[Object point labels]
■ ■ ■

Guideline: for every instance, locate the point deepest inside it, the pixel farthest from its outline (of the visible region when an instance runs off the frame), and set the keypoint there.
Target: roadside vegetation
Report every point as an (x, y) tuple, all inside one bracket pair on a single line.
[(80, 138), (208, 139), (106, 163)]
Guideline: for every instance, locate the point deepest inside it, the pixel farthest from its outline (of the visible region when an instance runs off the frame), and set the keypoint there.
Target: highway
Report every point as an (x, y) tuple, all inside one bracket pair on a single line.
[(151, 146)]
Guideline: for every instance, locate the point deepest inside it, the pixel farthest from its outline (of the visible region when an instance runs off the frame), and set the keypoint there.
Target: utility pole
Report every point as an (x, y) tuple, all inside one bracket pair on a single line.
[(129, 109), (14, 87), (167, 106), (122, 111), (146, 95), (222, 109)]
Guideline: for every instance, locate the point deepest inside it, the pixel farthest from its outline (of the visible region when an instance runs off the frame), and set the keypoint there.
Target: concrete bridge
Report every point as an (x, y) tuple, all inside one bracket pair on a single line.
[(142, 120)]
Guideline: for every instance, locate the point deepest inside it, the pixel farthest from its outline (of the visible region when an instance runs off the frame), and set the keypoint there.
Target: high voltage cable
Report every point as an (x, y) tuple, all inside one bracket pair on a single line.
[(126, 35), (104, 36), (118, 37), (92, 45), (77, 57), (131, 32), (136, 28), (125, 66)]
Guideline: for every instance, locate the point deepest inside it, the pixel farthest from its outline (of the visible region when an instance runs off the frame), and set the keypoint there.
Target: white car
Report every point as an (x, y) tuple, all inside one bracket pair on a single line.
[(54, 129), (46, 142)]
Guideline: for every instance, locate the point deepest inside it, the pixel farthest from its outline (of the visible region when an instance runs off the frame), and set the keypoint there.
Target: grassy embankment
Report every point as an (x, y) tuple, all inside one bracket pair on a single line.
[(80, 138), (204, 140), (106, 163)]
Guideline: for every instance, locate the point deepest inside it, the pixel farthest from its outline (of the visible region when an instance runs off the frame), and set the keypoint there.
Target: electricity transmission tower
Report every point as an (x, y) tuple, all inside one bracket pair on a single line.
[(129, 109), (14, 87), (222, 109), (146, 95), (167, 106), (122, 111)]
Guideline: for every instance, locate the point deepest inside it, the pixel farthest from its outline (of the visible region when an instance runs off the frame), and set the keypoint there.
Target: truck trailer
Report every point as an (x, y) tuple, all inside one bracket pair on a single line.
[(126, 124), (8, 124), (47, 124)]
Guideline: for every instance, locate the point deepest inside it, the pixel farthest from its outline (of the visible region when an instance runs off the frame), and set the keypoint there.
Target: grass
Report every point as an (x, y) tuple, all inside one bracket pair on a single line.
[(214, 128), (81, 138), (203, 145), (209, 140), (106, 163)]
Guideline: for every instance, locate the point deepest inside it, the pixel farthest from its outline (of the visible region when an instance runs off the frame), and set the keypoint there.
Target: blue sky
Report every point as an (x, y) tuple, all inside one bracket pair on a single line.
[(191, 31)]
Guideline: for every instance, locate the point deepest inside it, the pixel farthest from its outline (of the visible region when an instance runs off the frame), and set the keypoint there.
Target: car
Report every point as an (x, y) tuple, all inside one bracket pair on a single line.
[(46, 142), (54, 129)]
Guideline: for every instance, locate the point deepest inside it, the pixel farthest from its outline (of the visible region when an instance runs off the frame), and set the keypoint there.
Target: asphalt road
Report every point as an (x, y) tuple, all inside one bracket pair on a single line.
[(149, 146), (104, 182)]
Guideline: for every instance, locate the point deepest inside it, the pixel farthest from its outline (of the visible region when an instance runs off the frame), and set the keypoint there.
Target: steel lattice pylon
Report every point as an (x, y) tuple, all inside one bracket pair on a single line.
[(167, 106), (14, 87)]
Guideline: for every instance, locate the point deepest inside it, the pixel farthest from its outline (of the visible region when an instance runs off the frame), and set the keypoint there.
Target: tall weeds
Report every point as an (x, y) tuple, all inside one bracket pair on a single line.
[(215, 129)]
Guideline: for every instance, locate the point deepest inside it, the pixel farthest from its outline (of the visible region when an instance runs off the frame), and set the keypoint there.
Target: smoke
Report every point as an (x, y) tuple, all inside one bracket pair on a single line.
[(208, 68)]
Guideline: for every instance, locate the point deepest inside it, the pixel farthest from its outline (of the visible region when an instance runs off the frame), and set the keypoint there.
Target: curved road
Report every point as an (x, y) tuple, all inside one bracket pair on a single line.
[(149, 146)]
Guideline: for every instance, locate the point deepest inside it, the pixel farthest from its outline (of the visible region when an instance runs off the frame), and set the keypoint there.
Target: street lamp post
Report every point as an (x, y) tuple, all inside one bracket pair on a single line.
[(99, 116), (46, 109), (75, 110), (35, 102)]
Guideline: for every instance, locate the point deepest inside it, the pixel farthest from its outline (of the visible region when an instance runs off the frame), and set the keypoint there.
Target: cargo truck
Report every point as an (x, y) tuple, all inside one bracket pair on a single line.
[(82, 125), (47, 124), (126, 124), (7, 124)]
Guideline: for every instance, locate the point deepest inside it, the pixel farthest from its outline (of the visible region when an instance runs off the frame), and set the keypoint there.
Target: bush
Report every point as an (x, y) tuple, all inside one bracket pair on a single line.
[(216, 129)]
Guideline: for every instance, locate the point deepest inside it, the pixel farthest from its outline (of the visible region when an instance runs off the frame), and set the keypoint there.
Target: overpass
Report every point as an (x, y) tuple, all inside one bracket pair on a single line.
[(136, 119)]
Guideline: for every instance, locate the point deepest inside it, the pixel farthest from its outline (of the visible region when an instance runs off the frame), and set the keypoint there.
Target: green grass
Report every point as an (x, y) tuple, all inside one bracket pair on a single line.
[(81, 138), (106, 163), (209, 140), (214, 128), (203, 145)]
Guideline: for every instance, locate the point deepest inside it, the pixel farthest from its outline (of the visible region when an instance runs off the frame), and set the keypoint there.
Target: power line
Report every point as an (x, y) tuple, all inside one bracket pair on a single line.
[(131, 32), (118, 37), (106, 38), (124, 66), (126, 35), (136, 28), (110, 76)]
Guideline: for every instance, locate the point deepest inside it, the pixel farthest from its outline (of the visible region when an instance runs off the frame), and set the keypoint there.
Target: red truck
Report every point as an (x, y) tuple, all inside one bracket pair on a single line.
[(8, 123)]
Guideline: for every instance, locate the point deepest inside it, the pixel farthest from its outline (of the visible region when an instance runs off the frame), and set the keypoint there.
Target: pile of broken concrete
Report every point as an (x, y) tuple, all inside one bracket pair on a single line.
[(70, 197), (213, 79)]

■ ■ ■

Exercise goal:
Type out the whole listing above again, exactly as it stands.

Worked solution:
Guideline: for every instance, locate the point deepest inside it, the pixel farthest from its outline (of the visible region when an instance runs off the frame), and set the keypoint there.
Target: roadside vegetation
Report every point as an (x, y) tuple, all inside one bracket pair on a single line.
[(80, 138), (208, 139), (106, 163)]
Guideline: for every instance, locate the point deepest inside it, the pixel farthest from its outline (of the visible region when an instance runs off the frame), and set the keypoint there.
Target: highway
Report every point as an (x, y) tuple, all inside one bracket pair on a single line.
[(151, 146)]
Guideline: for every instance, locate the point deepest inside it, the pixel farthest from its outline (of the visible region when an instance runs off the frame), and set the keypoint there.
Target: utility pole
Report every point as an (x, y) tuple, all inside one bracket pair on a single line.
[(129, 109), (14, 87), (167, 106), (122, 111), (146, 95), (222, 109)]
Guideline: for every instance, locate the point deepest inside it, the pixel farthest from its outline (of the visible region when an instance runs off the frame), and set the keypoint there.
Target: concrete bridge
Report every point as an (x, y) tuple, all inside one bracket pair on a single line.
[(142, 120)]
Guideline: for every instance, locate the point deepest inside it, the pixel farthest from its outline (of the visible region when an instance runs off the frame), and set the keypoint there.
Target: high voltage cable
Report every point as an (x, y) tuple, all inside one bracket pair on a single line.
[(126, 35), (104, 36), (118, 37), (92, 45), (77, 57), (131, 32), (136, 28), (125, 66)]
Guideline: for every instance, locate the point deepest inside it, the pixel farthest from its outline (of the visible region when an instance runs off the frame), and set the keypoint there.
Target: white car
Report every point as an (x, y) tuple, all inside one bracket pair on a single line.
[(54, 129), (46, 142)]
Guideline: for every instance, locate the point deepest inside it, the pixel farthest from its outline (of the visible region when an instance runs off the frame), and set the keypoint there.
Target: grassy embankment
Report every point as an (x, y) tuple, all inside one bracket pair on a single line.
[(80, 138), (204, 140), (106, 163)]
Guideline: for every instance, locate the point deepest inside it, the pixel farthest from its outline (of the visible region when an instance runs off the frame), and set the keypoint there.
Target: electricity transmission tower
Report every point as an (x, y) tuple, all inside one bracket pair on a single line.
[(129, 109), (14, 87), (222, 109), (146, 95), (167, 106), (122, 111)]
Guideline: for every instance, locate the point deepest inside it, the pixel farthest from its outline (of the visible region when an instance runs off the frame), and set the keypoint there.
Target: truck trailer
Report every point as an (x, y) tuple, all inside one bracket pair on a single line.
[(126, 124), (8, 124), (47, 124)]
Guideline: for every instance, locate the point deepest inside it, the pixel farthest from its outline (of the visible region when an instance runs off the frame), and set the keypoint there.
Target: grass
Report every point as an (x, y) tuple, all inside one bracket pair on a single line.
[(214, 128), (81, 138), (203, 145), (209, 140), (106, 163)]
Guideline: for every instance, locate the point deepest inside it, the pixel farthest from its outline (of the visible region when an instance runs off the frame), and set the keypoint there.
Target: blue sky
Report every point as an (x, y) tuple, all inside one bracket pair on a single line.
[(191, 31)]
Guideline: for every instance, locate the point deepest inside it, the pixel farthest from its outline (of the visible region when an instance runs off the frame), and set the keypoint there.
Target: car
Report every point as an (x, y) tuple, all inside one bracket pair on a single line.
[(46, 142), (54, 129)]
Guideline: for every instance, locate the point deepest inside it, the pixel farthest from its outline (of the visible region when an instance runs off the frame), and set the keypoint there.
Target: asphalt road
Report every point as an (x, y) tuple, all inside one bracket pair on a single line.
[(149, 146), (104, 182)]
Guideline: for every instance, locate the point deepest inside it, the pixel farthest from its outline (of the visible region when an instance runs off the frame), and set the keypoint there.
Target: steel lattice pylon
Report every point as an (x, y) tuple, all inside one bracket pair on a single line.
[(167, 106), (14, 87)]
Guideline: for every instance, locate the point deepest inside it, the pixel farthest from its outline (of the visible region when an instance runs off the frame), and set the keypoint there.
Target: tall weeds
Report every point as an (x, y) tuple, all inside one bracket pair on a single line.
[(215, 129)]
Guideline: for every instance, locate the point deepest inside it, the pixel farthest from its outline (of the visible region when an instance runs off the frame), and set the keypoint there.
Target: smoke
Report every point as an (x, y) tuple, all inside one bracket pair on a single line.
[(208, 68)]
Guideline: for every instance, locate the point deepest inside it, the pixel farthest from its outline (of the visible region when an instance runs off the frame), and set the keypoint there.
Target: curved road
Report every point as an (x, y) tuple, all inside one bracket pair on a single line.
[(149, 146)]
Guideline: for every instance, locate the point deepest inside it, the pixel farthest from its outline (of the visible region when an instance runs off the frame), and set the keypoint there.
Target: street lamp post
Report every point as an (x, y) tuple, all inside one bracket pair on a single line.
[(99, 116), (46, 109), (75, 110), (35, 102)]
Guideline: for every instance, locate the point deepest inside it, the pixel farthest from its outline (of the visible region when an instance runs off the frame), and set the keypoint there.
Target: cargo truck
Report every point as an (x, y) tuple, all inside one bracket pair on a single line.
[(82, 125), (47, 124), (126, 124), (7, 124)]
Guideline: for every instance, locate the point deepest inside it, the pixel farthest from its outline (of the visible region when an instance runs off the frame), and set the keypoint there.
Target: bush
Report every point as an (x, y) tuple, all inside one bracket pair on a single line.
[(216, 129)]
Guideline: for every instance, locate the point deepest inside it, the pixel farthest from its outline (of the visible region when an instance runs off the frame), and set the keypoint there.
Target: overpass
Report every point as an (x, y) tuple, all inside one bracket pair on a single line.
[(136, 119)]
Guideline: for every instance, locate the point deepest inside it, the pixel farthest from its outline (of the visible region when an instance runs off the frame), and set the keypoint there.
Target: green grass
Report every point as an (x, y) tuple, all inside one bracket pair on a single line.
[(81, 138), (106, 163), (209, 140), (214, 128), (203, 145)]
Guideline: for every instance, locate the point deepest inside it, the pixel farthest from its outline (of the visible region when an instance runs off the frame), and set the keypoint there.
Target: power line
Report every point as an (x, y) tuple, all inside one bracket pair on a single line.
[(131, 32), (118, 37), (106, 38), (124, 66), (126, 35), (136, 28), (110, 76)]
Guideline: for every instance, locate the point deepest inside it, the pixel farthest from its outline (of the visible region when an instance runs off the frame), and set the keypoint there.
Target: red truck
Report every point as an (x, y) tuple, all inside one bracket pair on a single line.
[(8, 123)]
Guideline: for every instance, locate the point deepest inside it, the pixel farthest from its outline (of the visible region when an instance runs off the frame), and set the keypoint there.
Target: pile of broken concrete
Report every point as an (x, y) tuple, all inside one bracket pair on a single line.
[(70, 197), (213, 79)]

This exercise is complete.